##### PROVIDED RECORDS
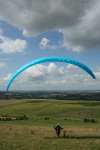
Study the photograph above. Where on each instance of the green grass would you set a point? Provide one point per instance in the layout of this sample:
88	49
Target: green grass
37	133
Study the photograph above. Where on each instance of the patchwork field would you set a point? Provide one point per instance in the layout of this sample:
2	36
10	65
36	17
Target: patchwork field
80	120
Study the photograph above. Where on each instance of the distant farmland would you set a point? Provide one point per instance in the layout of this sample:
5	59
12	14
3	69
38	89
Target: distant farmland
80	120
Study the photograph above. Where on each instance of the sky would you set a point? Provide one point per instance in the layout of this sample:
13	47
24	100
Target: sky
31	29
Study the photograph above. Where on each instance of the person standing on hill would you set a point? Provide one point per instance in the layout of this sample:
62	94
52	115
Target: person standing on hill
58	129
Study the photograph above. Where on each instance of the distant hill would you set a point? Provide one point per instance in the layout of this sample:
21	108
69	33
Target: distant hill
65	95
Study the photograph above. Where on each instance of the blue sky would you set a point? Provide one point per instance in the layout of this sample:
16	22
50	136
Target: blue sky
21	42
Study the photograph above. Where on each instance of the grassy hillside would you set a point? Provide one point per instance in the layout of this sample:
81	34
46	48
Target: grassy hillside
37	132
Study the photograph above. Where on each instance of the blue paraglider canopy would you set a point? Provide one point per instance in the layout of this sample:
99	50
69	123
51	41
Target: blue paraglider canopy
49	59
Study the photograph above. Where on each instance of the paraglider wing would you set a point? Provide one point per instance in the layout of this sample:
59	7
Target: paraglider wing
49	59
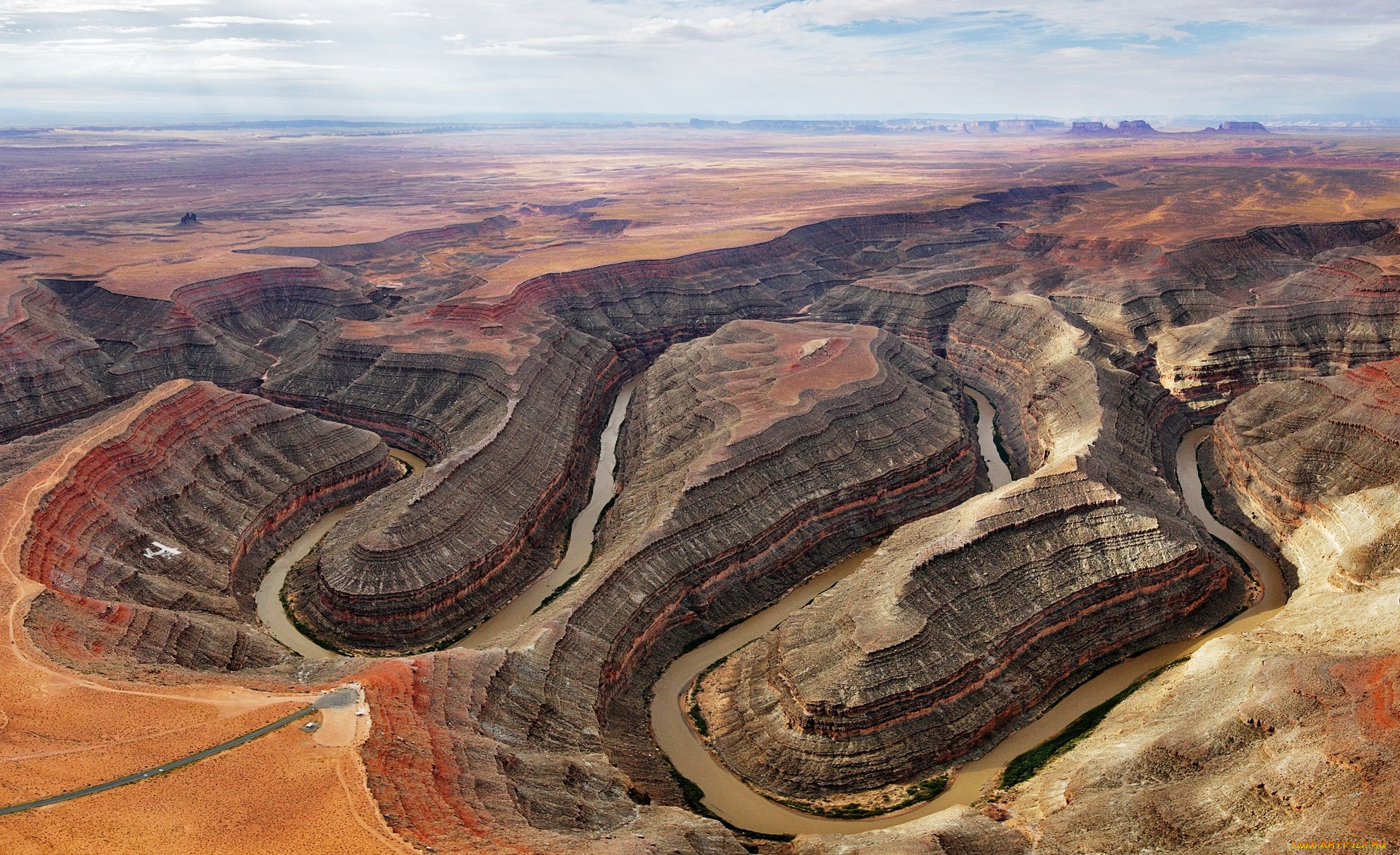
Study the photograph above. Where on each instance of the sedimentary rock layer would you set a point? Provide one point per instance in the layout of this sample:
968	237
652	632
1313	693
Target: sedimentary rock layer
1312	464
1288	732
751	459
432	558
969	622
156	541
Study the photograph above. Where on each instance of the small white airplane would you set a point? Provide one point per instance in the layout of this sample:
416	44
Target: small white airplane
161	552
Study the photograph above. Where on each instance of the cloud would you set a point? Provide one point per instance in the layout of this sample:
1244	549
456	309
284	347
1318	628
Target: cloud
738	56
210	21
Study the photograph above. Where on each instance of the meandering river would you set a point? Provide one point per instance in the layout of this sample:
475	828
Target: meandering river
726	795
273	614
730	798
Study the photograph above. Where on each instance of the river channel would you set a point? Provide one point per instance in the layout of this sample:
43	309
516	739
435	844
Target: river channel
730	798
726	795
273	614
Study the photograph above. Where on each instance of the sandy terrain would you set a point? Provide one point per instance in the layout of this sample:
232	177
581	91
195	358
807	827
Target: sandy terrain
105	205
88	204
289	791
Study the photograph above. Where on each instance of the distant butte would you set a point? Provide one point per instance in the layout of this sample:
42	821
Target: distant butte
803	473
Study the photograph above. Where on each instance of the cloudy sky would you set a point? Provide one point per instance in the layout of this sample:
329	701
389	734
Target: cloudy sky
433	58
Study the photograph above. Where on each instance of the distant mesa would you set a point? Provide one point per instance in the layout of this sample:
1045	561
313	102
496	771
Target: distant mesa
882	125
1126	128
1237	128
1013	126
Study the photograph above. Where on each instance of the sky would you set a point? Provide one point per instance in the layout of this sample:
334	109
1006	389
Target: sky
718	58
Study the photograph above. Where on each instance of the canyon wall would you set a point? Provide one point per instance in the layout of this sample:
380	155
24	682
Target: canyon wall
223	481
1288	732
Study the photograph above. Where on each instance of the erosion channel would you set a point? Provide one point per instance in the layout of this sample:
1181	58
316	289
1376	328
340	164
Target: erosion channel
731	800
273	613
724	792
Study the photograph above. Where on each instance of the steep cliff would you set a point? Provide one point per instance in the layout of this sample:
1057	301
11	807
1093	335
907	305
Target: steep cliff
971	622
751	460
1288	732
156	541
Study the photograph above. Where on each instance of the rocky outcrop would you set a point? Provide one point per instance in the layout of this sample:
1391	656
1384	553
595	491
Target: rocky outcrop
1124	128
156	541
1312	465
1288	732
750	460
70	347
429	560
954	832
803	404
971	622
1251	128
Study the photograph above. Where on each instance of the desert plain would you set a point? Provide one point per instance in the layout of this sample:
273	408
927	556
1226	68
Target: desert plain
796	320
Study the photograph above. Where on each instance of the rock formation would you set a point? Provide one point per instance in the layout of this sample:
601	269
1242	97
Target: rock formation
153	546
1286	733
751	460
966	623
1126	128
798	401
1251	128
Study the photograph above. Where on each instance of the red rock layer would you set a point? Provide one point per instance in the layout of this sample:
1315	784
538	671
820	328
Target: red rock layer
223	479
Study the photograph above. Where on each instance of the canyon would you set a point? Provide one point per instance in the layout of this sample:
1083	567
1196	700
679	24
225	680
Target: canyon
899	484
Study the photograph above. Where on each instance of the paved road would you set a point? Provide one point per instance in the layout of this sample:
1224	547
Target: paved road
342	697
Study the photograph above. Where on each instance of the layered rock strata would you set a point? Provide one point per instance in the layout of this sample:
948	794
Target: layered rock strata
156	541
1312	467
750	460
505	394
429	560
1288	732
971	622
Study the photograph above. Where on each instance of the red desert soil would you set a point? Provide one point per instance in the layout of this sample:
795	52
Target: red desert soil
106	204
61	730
##########
##### PROVIDED RECORDS
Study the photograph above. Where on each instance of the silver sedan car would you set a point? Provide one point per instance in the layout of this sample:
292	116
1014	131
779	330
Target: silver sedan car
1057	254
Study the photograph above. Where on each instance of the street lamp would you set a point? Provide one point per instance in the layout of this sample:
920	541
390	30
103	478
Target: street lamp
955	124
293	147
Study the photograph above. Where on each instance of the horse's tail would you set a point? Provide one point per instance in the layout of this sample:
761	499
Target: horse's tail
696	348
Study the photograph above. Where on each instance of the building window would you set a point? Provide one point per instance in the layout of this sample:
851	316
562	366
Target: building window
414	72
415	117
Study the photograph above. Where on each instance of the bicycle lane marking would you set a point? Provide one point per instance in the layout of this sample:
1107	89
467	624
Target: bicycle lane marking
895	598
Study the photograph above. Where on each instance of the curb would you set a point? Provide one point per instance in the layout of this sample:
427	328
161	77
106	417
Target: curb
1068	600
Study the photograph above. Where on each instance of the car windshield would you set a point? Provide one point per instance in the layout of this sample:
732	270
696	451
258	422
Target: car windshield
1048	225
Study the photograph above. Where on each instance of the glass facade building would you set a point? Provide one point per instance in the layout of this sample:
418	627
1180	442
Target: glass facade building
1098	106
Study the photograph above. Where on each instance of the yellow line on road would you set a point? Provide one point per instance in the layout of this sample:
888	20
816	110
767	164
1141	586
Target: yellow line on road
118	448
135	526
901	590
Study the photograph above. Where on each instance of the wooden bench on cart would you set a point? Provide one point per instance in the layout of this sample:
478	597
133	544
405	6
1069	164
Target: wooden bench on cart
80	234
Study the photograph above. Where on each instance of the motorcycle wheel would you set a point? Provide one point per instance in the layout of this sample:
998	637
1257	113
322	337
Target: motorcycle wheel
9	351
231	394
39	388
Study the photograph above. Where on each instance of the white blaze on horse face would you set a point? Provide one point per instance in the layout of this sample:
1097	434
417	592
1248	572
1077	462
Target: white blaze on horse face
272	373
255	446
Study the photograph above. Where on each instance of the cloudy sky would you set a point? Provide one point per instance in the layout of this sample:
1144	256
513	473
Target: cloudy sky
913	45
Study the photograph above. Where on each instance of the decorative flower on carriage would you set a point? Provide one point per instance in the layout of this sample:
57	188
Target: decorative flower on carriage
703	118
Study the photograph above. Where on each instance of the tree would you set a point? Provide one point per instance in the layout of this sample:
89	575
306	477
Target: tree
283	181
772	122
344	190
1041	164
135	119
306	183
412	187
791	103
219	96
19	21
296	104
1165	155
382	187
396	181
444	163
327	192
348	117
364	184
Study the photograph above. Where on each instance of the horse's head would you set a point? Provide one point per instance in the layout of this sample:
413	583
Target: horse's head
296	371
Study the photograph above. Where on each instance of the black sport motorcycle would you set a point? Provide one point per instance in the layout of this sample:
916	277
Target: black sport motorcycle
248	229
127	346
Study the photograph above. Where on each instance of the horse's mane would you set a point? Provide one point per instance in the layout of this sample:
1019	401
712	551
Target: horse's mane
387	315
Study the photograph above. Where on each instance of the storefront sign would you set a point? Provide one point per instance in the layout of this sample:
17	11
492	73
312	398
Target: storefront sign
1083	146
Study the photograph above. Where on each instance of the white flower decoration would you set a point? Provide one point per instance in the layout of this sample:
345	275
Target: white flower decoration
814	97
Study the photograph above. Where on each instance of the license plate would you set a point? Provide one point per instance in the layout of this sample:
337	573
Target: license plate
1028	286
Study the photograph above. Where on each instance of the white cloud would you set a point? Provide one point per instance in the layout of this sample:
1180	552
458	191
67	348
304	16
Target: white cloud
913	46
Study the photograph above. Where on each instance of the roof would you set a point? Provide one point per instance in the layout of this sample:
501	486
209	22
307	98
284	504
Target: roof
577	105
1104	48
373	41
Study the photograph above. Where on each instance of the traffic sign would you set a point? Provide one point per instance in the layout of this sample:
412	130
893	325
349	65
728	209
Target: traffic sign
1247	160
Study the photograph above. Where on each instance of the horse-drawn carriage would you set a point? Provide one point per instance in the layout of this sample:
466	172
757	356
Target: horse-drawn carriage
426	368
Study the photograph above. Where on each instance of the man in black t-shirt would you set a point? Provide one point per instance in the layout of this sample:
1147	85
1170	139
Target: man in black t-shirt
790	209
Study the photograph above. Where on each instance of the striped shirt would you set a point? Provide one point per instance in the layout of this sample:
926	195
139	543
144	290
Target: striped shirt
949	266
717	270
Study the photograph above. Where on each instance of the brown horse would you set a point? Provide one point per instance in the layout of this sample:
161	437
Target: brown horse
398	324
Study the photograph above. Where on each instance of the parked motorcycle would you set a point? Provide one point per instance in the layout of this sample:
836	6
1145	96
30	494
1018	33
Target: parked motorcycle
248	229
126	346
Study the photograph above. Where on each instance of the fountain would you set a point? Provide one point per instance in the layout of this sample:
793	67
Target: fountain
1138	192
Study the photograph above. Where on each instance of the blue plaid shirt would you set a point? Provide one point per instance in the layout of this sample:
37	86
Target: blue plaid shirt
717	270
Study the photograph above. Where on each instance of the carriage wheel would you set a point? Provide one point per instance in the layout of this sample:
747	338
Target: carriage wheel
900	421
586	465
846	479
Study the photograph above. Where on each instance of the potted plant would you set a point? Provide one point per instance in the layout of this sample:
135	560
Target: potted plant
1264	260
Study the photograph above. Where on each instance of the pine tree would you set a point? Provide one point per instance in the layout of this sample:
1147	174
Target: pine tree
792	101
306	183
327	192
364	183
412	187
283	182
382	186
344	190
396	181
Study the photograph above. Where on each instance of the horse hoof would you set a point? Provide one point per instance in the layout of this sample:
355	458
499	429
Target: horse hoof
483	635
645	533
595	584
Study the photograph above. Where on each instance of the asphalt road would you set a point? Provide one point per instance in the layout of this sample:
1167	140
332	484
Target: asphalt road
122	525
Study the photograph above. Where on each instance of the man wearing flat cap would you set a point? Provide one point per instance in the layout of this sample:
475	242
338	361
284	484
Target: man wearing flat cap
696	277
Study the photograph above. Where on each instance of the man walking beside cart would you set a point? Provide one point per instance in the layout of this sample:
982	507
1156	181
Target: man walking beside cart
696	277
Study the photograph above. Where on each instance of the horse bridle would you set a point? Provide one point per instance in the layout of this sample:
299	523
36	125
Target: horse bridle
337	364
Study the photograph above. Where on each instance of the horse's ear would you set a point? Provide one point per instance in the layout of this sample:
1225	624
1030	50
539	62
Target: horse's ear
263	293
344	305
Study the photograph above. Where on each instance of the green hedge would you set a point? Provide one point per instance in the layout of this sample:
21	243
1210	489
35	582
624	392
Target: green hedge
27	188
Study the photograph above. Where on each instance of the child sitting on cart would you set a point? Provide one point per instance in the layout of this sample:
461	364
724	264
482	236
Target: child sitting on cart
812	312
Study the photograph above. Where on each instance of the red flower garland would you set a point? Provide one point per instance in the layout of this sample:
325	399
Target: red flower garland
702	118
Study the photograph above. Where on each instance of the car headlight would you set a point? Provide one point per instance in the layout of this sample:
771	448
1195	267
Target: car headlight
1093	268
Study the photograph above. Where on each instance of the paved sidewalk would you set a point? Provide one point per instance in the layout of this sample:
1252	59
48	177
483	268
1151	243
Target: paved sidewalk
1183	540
##########
##### PROVIDED RECORDS
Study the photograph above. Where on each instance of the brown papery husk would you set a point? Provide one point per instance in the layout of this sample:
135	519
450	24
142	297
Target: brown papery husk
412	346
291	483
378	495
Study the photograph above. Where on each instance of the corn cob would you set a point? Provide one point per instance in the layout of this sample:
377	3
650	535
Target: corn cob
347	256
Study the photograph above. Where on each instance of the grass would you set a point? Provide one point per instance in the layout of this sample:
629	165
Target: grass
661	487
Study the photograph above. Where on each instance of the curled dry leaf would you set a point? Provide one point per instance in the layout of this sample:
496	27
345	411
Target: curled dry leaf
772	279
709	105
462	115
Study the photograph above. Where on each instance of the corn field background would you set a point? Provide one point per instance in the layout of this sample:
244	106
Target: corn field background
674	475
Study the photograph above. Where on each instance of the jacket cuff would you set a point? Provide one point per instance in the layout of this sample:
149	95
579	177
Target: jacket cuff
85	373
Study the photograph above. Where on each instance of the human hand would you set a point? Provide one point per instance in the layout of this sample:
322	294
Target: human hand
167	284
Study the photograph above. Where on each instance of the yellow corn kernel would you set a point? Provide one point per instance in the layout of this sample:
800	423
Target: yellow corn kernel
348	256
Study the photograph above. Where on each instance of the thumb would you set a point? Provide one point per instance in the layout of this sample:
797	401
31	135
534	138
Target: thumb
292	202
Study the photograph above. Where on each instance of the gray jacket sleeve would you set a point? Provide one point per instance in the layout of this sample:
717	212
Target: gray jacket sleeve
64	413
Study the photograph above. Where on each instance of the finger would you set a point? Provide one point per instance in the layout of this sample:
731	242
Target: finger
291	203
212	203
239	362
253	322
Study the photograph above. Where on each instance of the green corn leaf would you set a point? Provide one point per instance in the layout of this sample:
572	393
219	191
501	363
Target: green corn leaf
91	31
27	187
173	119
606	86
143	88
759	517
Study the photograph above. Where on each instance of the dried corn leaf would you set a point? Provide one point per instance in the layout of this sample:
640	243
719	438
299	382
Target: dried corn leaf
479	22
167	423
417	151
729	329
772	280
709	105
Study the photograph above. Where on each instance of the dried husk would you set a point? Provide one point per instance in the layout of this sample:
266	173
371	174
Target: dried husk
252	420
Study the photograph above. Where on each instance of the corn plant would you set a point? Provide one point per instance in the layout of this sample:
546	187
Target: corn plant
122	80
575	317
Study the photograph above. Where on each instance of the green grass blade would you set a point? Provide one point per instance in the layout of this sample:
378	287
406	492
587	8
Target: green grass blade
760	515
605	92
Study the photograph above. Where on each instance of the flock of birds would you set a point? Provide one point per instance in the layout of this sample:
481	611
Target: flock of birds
##########
__TASK__. Locate every line in the items above that contains the word "plant", paying attention to case, and copy each of those lines.

__COMPLETE OUTPUT__.
Study the photograph above. Where on each instance of the potted plant would you set a point? Provide one point per instance in the layout of this sample:
Target: potted plant
Study the photograph above. Where on each instance of the corn plant would you set a point? Provide one point per instance in the layout of this sample:
Target: corn plant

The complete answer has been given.